• WRITTEN EXERCISE 1
Write out every sentence in the marketing metrics post that ends with a question mark, headings included.
• WRITTEN EXERCISE 2
Continue the marketing metrics post from its last line.

• SUPPLIED PASSAGE
+ + + +

I recently read an article from 2005 on marketing metrics. It was interesting to see what was being said nearly twenty years ago. Interestingly, one message I took was that the cool kids love marketing metrics. Apparently, in 2005 everyone was experimenting with marketing metrics.

The Cool Kids Love Marketing Metrics

2005 was when the first copy of our Marketing Metrics book came out so I’m not sure whether Mark Uncles, who wrote the piece, was aware of our book. Either way, it seems like we were part of the in-crowd back then.

Everywhere you care to look, marketers are talking about metrics.

Uncles, 2005, page 412

What Are Marketing Metrics?

Uncles is seeking to play it down the middle. Is this focus on metrics a good thing? He isn’t too firm either way. He clearly thinks metrics can be useful but makes a number (of largely fair) points about the challenge in understanding marketing metrics. People even have problems defining what marketing metrics are. (This isn’t too surprising as defining marketing is really hard, so defining the metrics that capture marketing isn’t going to be any easier).

He talks of three types of marketing metric:

  1. Those that gauge the effectiveness of a particular action. E.g., did the specific ad work?
  2. Product and service level metrics. E.g., how much value does the brand as a whole bring?

+ + + +

• GIVEN INFORMATION
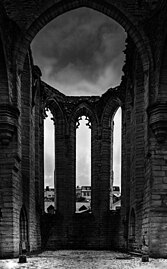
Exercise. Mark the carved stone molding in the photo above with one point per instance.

+ + + +

• TASK RESULT 1
- What Are Marketing Metrics?
- Is this focus on metrics a good thing?
- did the specific ad work?
- how much value does the brand as a whole bring?

• TASK RESULT 2
  3. Investment metrics. Do we see a return on marketing spend? This seems like a large category of metrics that includes any metrics that accountants might understand.

Motives For Metrics

Then he talks of the challenge that people want to use metrics for different reasons.

  1. Marketing specific reasons. E.g., which of these potential adverts should we allocate the marketing budget to?
  2. Accountability-related reasons. E.g., demonstrating that the investment in marketing is effective
  3. Politicking and posturing. Here people are using metrics to support a request for a budget etc…

There seemed quite a lot of overlap to me between accountability and politicking. A reason to pursue accountability is to appear more credible to non-marketing colleagues. Still, I get the general idea that different motives lead to the need for different metrics.

What To Do To Encourage Effective Use Of Metrics?

Uncles gives some recommendations to encourage metric use. A lot of this boils down to gaining a better understanding of financials and marketing’s place in the organization. He seemed a little more hopeful about where we are than I necessarily am:

At an elementary level, most marketers can read a financial statement, but many can do little more than this.

Uncles, 2005, page 415

I worry that there are many marketers who don’t even have the superficial view of financial statements that he thinks they have. (This is likely less true for more senior marketers). Still, I take his point and agree. The more people understand how marketing contributes to wider business metrics the better.

Plus, it was fun to think with our book coming out I was one of the cool kids in marketing in 2005. Pity I didn’t realize it at the time.

Marketing Metrics: The First Edition Was The Coolest Book of 2005 (Probably)

For more on marketing metrics see our book and here.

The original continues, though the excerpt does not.